## GIVEN EXERCISE A
Copy the entries word for word, starting at the beginning of the entries and ending with the line that contains "column 275, row 287", including both ends. Leave the pictures out of your copy.

## EXCERPT TO READ
____

After being relieved of US$300 by a Barbadian immigration officer on the grounds that the money was counterfeit the man was deported.
According to sources from Barbados, preliminary investigations were conducted at the airport in relation to the strip search of the man and a number of immigration officers questioned. However, the officers denied knowledge of the incident which took place on July 21.
When initial enquiries were made about the man being deported the following day there was no record of the deportation but a late entry appeared subsequently.
The man, 20, who prefers to remain anonymous, met with Minister of Foreign Affairs Rudy Insanally yesterday. Insanally updated him on the progress of the investigations.

____

## DATA TO PROCESS
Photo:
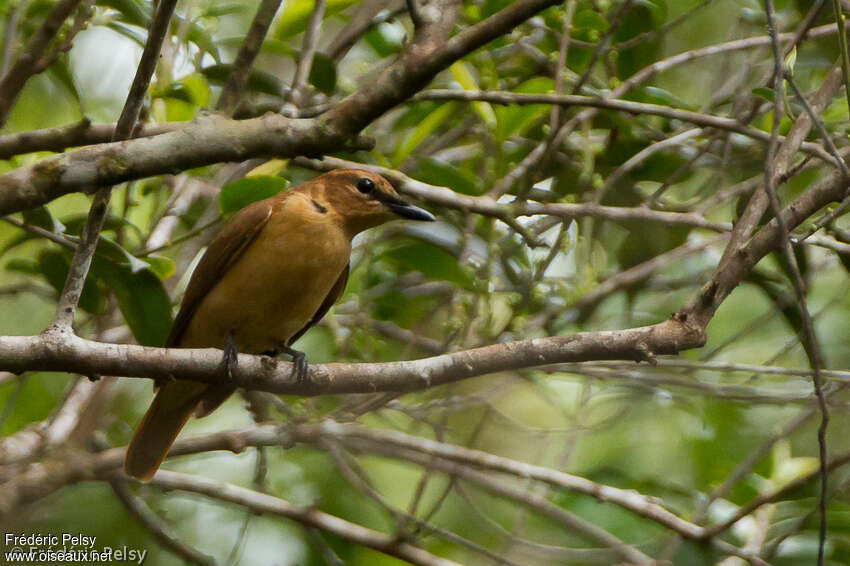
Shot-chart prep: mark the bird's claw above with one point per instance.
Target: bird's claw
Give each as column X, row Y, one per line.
column 230, row 359
column 299, row 363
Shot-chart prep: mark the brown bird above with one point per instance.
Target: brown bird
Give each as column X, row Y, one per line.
column 273, row 271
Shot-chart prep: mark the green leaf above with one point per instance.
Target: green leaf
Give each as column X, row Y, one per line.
column 514, row 119
column 243, row 192
column 431, row 261
column 382, row 45
column 142, row 299
column 132, row 11
column 54, row 264
column 323, row 74
column 422, row 131
column 161, row 266
column 443, row 174
column 463, row 75
column 293, row 20
column 42, row 218
column 588, row 19
column 258, row 81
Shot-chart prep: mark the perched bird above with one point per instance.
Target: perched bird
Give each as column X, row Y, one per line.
column 273, row 271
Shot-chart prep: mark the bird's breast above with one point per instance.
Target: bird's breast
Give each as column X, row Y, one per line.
column 275, row 287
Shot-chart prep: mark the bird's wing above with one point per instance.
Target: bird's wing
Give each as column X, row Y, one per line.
column 221, row 254
column 326, row 305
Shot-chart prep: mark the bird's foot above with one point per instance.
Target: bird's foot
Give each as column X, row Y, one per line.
column 299, row 363
column 230, row 359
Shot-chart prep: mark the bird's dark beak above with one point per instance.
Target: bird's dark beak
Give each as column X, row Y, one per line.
column 409, row 211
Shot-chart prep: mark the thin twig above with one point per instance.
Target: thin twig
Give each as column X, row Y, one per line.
column 809, row 337
column 229, row 99
column 70, row 297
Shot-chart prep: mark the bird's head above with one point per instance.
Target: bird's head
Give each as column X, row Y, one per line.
column 363, row 199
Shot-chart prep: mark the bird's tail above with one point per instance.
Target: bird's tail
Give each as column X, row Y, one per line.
column 169, row 411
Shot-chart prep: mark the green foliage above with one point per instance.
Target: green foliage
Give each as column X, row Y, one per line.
column 243, row 192
column 672, row 433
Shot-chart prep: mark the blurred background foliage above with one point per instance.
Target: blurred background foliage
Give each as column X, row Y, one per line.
column 673, row 433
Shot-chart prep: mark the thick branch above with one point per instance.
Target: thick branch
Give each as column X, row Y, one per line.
column 55, row 352
column 213, row 140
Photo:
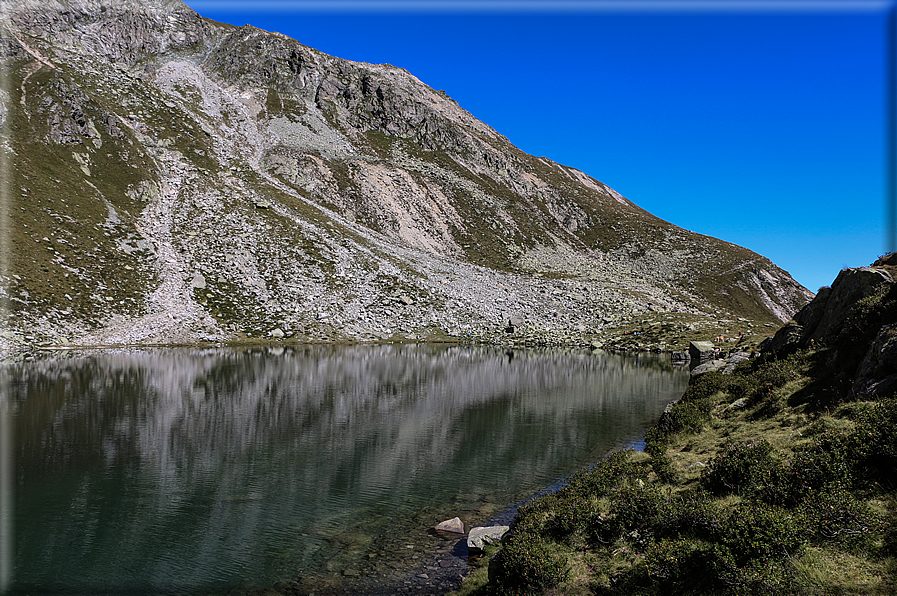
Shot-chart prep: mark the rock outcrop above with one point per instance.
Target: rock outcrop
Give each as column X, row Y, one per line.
column 856, row 320
column 178, row 179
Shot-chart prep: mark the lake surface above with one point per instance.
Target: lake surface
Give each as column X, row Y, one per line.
column 193, row 471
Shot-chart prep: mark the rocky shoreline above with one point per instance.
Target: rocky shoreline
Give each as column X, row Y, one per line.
column 770, row 475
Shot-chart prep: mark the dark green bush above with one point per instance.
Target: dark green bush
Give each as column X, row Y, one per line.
column 755, row 531
column 766, row 577
column 663, row 467
column 691, row 515
column 688, row 566
column 740, row 468
column 827, row 460
column 526, row 565
column 874, row 444
column 836, row 516
column 606, row 475
column 635, row 507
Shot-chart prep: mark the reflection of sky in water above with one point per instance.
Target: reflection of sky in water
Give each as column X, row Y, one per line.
column 195, row 468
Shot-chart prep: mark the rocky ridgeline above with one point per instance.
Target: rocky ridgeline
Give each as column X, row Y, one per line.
column 179, row 180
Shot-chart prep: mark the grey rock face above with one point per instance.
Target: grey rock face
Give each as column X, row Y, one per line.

____

## GIVEN EXERCISE B
According to the deportation report, on what grounds was the man relieved of US$300 by a Barbadian immigration officer?

## FULL RESPONSE A
Photo:
Shot-chart prep: mark the bird's claw above with one point per instance.
Target: bird's claw
Give each as column X, row Y, one per line.
column 230, row 359
column 299, row 363
Shot-chart prep: mark the brown bird above with one point per instance.
Target: brown bird
Give each as column X, row Y, one per line.
column 273, row 271
Shot-chart prep: mark the green leaf above with one point per instance.
Target: green leaf
Give each as column X, row Y, one per line.
column 514, row 119
column 243, row 192
column 431, row 261
column 382, row 45
column 142, row 299
column 132, row 11
column 54, row 264
column 323, row 74
column 422, row 131
column 161, row 266
column 443, row 174
column 463, row 75
column 293, row 20
column 42, row 218
column 588, row 19
column 258, row 81
Shot-chart prep: mark the perched bird above with one point per instance.
Target: perched bird
Give each as column X, row Y, one per line.
column 273, row 271
Shot-chart prep: mark the bird's breast above with one point per instance.
Target: bird's breast
Give each as column X, row Y, one per line.
column 275, row 287

## FULL RESPONSE B
The money was counterfeit.